▶ Provided data
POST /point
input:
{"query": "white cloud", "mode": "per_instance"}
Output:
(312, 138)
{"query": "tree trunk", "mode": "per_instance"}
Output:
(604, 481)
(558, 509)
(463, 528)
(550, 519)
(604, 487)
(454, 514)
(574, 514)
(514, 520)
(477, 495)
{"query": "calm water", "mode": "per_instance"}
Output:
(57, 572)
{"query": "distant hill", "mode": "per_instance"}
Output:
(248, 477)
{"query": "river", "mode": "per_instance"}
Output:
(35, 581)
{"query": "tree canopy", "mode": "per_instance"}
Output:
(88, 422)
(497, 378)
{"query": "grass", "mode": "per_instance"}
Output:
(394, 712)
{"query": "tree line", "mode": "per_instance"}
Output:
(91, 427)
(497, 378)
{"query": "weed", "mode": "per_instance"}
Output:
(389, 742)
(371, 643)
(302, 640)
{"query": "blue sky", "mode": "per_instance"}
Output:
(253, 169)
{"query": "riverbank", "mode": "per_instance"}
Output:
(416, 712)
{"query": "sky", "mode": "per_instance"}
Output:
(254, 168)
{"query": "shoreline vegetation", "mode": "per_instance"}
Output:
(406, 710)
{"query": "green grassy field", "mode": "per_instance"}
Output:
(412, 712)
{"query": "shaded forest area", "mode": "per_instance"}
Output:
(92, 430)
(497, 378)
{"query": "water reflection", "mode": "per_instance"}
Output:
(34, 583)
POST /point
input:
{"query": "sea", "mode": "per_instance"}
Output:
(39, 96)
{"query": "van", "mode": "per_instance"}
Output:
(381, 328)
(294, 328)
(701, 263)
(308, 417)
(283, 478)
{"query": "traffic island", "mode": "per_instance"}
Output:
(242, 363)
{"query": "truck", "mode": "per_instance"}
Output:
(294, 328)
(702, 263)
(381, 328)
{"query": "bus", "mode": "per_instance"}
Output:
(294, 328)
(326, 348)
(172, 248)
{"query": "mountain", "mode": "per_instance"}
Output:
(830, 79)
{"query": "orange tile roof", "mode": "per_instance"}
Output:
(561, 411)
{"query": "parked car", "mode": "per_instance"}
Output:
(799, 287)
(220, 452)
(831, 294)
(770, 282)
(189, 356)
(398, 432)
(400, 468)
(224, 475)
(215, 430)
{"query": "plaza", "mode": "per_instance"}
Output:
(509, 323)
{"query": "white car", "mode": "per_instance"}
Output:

▶ Work instruction
Only lines with the word "tree" should be collected from the material.

▶ Response to the exercise
{"query": "tree trunk", "mode": "per_instance"}
{"query": "tree canopy", "mode": "per_instance"}
{"query": "tree line", "mode": "per_instance"}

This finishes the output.